• PROMPT
Print the following listing line for line, with no changes of any kind.

• MATERIAL PROVIDED
....

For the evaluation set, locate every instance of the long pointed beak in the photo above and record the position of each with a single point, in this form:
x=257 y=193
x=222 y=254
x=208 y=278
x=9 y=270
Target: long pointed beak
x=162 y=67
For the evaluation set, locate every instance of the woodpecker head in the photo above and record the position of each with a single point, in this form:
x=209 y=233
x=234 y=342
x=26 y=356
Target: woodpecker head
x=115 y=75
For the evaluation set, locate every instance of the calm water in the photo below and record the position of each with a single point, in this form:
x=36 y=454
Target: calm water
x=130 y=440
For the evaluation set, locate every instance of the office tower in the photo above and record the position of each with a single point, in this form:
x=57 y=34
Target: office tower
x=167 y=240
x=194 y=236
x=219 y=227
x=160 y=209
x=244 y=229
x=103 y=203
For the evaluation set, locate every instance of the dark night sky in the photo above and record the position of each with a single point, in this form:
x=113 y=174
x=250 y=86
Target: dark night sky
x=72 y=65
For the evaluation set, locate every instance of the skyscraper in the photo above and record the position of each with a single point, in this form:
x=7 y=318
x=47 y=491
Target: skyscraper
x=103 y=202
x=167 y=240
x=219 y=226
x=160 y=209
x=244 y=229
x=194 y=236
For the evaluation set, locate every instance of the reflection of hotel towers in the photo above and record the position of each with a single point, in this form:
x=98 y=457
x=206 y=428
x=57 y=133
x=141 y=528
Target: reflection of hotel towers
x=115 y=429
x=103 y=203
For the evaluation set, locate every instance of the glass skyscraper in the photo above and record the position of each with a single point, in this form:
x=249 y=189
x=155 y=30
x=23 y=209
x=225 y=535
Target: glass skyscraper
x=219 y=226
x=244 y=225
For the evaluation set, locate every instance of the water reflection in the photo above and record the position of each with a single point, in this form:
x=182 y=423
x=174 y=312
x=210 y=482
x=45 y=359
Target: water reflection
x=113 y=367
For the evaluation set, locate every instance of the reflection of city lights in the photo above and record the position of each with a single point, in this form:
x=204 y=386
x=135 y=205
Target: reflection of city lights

....

• SOLVED EXERCISE
For the evaluation set, locate every instance of the long pointed beak in the photo above and record the position of each with a single point, in this form:
x=257 y=193
x=222 y=254
x=208 y=278
x=9 y=270
Target: long pointed beak
x=162 y=67
For the evaluation set, locate every instance of the woodpecker head in the photo above and record the position of each with a single point, in this form:
x=209 y=233
x=234 y=342
x=26 y=356
Target: woodpecker head
x=115 y=75
For the evaluation set, locate every instance of the calm water in the photo below and record the position of each with a single point, in this form:
x=36 y=454
Target: calm water
x=130 y=440
For the evaluation set, locate every instance of the office tower in the photo above and record the position of each with a single point, in this form:
x=57 y=34
Target: office tower
x=167 y=240
x=194 y=236
x=219 y=227
x=160 y=209
x=244 y=229
x=103 y=203
For the evaluation set, locate every instance of the dark night sky in the photo above and record the position of each with a single point, in this form:
x=113 y=174
x=250 y=86
Target: dark night sky
x=72 y=65
For the evaluation set, locate every instance of the skyscraper in the photo above and record the position of each with a single point, in this form:
x=7 y=318
x=47 y=491
Target: skyscraper
x=103 y=202
x=167 y=240
x=219 y=226
x=160 y=209
x=244 y=229
x=194 y=236
For the evaluation set, locate every instance of the reflection of hotel towers in the photo above and record the position of each with a single point, in this form:
x=98 y=457
x=206 y=428
x=57 y=133
x=141 y=528
Target: reflection of hotel towers
x=115 y=429
x=103 y=203
For the evaluation set, locate every instance of the glass skyscraper in the photo above and record the position of each with a single point, in this form:
x=249 y=189
x=155 y=30
x=23 y=209
x=225 y=535
Target: glass skyscraper
x=219 y=226
x=244 y=225
For the evaluation set, locate every instance of the water reflection in the photo above and record the position of each with a single point, in this form:
x=182 y=423
x=174 y=312
x=210 y=482
x=45 y=359
Target: water reflection
x=113 y=367
For the evaluation set, locate every instance of the reflection of city lights in the photo above and record the position of each with a single point, in this form:
x=204 y=386
x=135 y=205
Target: reflection of city lights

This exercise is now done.